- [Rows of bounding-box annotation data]

[start]

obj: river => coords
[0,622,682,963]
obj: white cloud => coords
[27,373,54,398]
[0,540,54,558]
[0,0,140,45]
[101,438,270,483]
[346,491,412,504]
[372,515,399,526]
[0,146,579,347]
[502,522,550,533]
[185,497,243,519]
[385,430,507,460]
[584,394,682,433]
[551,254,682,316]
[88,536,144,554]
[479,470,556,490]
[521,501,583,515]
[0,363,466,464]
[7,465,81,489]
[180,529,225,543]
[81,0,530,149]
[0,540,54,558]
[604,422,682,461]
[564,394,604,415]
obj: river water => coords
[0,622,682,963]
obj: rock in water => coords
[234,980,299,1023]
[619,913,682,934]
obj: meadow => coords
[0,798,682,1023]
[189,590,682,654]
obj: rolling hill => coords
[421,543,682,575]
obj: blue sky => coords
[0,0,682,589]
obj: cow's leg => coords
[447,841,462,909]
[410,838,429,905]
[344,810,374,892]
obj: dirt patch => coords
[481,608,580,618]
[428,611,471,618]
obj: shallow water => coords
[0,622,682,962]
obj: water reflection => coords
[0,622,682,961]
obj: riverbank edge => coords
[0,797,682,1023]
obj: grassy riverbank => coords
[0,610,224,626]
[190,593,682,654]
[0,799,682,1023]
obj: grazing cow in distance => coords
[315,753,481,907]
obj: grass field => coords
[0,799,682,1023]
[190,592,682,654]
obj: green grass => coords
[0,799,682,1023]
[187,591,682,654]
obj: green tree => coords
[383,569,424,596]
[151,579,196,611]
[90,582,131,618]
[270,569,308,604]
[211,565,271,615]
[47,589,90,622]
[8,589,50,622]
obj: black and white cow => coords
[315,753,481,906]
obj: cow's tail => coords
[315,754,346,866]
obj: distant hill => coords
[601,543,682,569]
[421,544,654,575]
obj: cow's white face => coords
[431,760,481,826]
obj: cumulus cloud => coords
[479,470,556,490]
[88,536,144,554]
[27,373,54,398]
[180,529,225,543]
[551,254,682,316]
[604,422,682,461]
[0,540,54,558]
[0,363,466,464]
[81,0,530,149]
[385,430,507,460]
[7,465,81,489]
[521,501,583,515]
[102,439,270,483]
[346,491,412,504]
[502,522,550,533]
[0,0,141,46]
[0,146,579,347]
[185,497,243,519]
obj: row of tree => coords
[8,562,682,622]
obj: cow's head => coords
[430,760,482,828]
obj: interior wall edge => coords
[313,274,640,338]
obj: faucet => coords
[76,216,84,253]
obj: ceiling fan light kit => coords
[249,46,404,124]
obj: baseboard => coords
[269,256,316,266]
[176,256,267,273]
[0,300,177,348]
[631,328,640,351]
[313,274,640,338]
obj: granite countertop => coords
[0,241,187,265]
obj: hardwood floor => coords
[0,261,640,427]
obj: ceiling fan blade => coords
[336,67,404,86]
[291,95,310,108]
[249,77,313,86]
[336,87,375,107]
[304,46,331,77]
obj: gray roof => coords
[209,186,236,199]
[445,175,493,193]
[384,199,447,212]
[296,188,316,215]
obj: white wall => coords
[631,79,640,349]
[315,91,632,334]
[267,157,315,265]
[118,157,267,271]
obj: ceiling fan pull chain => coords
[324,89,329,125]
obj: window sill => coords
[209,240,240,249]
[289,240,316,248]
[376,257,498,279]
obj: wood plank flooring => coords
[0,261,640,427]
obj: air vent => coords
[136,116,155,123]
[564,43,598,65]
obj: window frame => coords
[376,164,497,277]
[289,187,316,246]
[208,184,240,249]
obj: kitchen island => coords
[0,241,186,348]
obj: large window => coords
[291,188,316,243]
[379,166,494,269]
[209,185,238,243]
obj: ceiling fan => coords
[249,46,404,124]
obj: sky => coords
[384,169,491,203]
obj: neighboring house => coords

[end]

- [Stated problem] Set down all of the entries above again, character for character, with every line in its original order.

- [Response]
obj: river => coords
[0,622,682,963]
obj: white cloud => coords
[27,373,54,398]
[0,540,54,558]
[0,0,140,45]
[101,438,270,483]
[346,491,412,504]
[372,515,399,526]
[0,146,579,347]
[502,522,550,533]
[185,497,243,519]
[385,430,507,460]
[584,394,682,433]
[551,254,682,316]
[88,536,144,554]
[479,470,556,490]
[521,501,583,515]
[0,363,466,464]
[7,465,81,489]
[180,529,225,543]
[81,0,530,149]
[0,540,54,558]
[604,422,682,461]
[564,394,604,415]
obj: river water => coords
[0,622,682,963]
obj: rock in water => coords
[234,980,299,1023]
[619,913,682,934]
obj: meadow => coords
[0,798,682,1023]
[189,590,682,654]
obj: rolling hill => coords
[421,543,682,575]
obj: blue sky => coords
[0,0,682,589]
obj: cow's leg => coords
[447,841,462,909]
[410,838,429,905]
[344,810,374,892]
obj: dirt patch => coords
[481,608,580,618]
[428,611,471,618]
obj: shallow water => coords
[0,622,682,962]
obj: water reflection => coords
[0,622,682,961]
obj: riverbank edge => coords
[0,797,682,1023]
obj: grassy riverbank => coords
[0,610,224,626]
[190,593,682,654]
[0,799,682,1023]
obj: grazing cow in distance => coords
[315,753,481,907]
obj: grass field => coords
[0,799,682,1023]
[190,592,682,654]
obj: green grass => coords
[0,799,682,1023]
[187,591,682,654]
obj: green tree => coords
[383,569,424,596]
[151,579,196,611]
[90,582,131,618]
[270,569,308,604]
[211,565,271,615]
[47,589,90,622]
[8,589,50,622]
obj: black and white cow => coords
[315,753,481,906]
obj: cow's tail => coords
[315,754,346,866]
obj: distant hill => coords
[601,543,682,569]
[421,544,654,575]
obj: cow's white face => coords
[431,760,481,826]
obj: cumulus cloud => coords
[479,470,556,490]
[88,536,144,554]
[27,373,54,398]
[180,529,225,543]
[551,254,682,316]
[604,422,682,461]
[0,540,54,558]
[0,363,466,464]
[81,0,530,149]
[385,430,507,460]
[7,465,81,489]
[521,501,583,515]
[102,439,270,483]
[346,491,412,504]
[502,522,550,533]
[0,0,141,46]
[0,146,579,347]
[185,497,243,519]
obj: row of tree => coords
[8,562,682,622]
obj: cow's head => coords
[430,760,482,828]
obj: interior wall edge => coords
[313,274,640,338]
obj: faucet => coords
[76,216,84,253]
obj: ceiling fan light kit => coords
[249,46,404,124]
obj: baseboard => coords
[269,256,316,266]
[176,256,267,273]
[0,300,177,348]
[631,328,640,351]
[313,274,640,338]
obj: granite countertop => coords
[0,241,187,265]
obj: hardwood floor => coords
[0,261,640,427]
obj: ceiling fan blade => coords
[336,67,404,86]
[291,95,310,108]
[249,77,313,86]
[336,87,375,107]
[304,46,331,77]
obj: gray roof => coords
[209,186,236,199]
[445,175,493,193]
[384,199,447,212]
[296,188,316,215]
obj: white wall => coords
[631,79,640,349]
[315,91,632,334]
[267,157,315,265]
[118,157,267,271]
obj: ceiling fan pull chain => coords
[324,89,329,125]
obj: window sill => coords
[209,240,240,249]
[289,240,316,248]
[376,257,498,279]
obj: wood plank flooring => coords
[0,261,640,427]
obj: air vent => coords
[136,116,155,123]
[564,43,598,65]
obj: window frame => coords
[376,164,497,277]
[289,187,316,246]
[208,184,240,249]
obj: kitchen island => coords
[0,241,186,348]
obj: large window => coords
[291,188,316,243]
[379,166,494,269]
[209,185,238,243]
obj: ceiling fan => coords
[249,46,404,124]
obj: sky => coords
[384,169,491,203]
obj: neighboring house => coords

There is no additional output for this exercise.